═══ Data listing

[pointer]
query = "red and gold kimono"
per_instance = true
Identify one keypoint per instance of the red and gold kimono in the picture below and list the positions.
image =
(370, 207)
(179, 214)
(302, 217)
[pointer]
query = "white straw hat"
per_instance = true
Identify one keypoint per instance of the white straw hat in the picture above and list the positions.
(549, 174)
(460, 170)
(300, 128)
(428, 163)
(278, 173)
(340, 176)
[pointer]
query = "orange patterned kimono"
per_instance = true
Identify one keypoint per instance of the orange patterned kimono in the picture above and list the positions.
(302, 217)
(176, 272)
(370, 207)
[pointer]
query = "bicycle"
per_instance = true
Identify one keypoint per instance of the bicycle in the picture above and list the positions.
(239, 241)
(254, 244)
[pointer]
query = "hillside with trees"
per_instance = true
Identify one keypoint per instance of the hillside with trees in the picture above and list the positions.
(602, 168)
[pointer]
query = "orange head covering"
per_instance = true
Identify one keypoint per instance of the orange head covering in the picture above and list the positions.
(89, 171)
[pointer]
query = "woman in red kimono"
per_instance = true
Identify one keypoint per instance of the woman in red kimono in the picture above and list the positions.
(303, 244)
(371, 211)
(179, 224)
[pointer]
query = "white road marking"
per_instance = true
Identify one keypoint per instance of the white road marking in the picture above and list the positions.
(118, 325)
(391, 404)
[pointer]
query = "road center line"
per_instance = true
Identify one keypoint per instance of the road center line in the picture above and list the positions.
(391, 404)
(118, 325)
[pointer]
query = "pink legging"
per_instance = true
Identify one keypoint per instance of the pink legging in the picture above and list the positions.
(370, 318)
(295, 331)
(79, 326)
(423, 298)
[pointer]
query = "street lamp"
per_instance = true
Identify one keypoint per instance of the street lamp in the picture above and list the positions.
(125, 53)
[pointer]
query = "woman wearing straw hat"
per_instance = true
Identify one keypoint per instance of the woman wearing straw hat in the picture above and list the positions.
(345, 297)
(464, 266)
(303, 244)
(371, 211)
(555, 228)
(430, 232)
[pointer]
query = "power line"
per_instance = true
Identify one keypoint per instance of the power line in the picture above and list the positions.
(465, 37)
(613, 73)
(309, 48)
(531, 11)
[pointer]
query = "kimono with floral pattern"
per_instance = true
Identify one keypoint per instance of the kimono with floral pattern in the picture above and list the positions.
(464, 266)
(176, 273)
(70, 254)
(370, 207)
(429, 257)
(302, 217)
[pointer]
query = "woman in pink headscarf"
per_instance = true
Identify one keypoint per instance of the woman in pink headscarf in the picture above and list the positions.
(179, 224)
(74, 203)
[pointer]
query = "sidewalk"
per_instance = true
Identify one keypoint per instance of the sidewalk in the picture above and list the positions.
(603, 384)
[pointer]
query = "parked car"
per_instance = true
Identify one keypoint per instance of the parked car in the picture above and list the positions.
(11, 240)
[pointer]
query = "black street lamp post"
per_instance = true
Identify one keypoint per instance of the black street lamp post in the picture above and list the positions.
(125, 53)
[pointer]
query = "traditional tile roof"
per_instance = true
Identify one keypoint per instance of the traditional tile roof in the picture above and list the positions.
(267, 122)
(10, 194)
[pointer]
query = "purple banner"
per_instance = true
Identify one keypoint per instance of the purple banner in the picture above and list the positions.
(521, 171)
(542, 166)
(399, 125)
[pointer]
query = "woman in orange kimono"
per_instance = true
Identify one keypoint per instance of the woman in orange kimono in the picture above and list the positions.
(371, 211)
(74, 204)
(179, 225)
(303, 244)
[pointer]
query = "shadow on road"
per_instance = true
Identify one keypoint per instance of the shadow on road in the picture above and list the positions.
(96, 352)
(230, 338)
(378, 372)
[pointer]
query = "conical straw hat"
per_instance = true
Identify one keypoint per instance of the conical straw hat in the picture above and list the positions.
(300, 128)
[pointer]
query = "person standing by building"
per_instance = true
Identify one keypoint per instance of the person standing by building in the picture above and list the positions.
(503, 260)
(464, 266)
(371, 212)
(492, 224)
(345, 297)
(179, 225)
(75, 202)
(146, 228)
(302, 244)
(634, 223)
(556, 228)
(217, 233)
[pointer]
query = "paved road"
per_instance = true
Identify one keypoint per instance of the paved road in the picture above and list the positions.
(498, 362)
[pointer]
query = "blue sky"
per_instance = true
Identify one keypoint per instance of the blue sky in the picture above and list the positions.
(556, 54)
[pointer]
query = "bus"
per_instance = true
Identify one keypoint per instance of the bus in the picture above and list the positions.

══════

Which lines in the data above contain the word "woman"? Copy out each of them in full.

query = "woman in red kimono"
Identify one keypoint per instance of the woman in red kimono in the picture above and list the positions.
query = "woman wearing straw hat"
Identify one keypoint per instance of the woman wearing straw hat in the picture above and list the positions.
query = "woman in pink headscarf"
Identify one keypoint per instance of the woman in pink headscarf in the picture above and list the positions.
query = "woman in orange kimono"
Identify one keypoint per instance of the woman in orange kimono in the picture above and list the positions.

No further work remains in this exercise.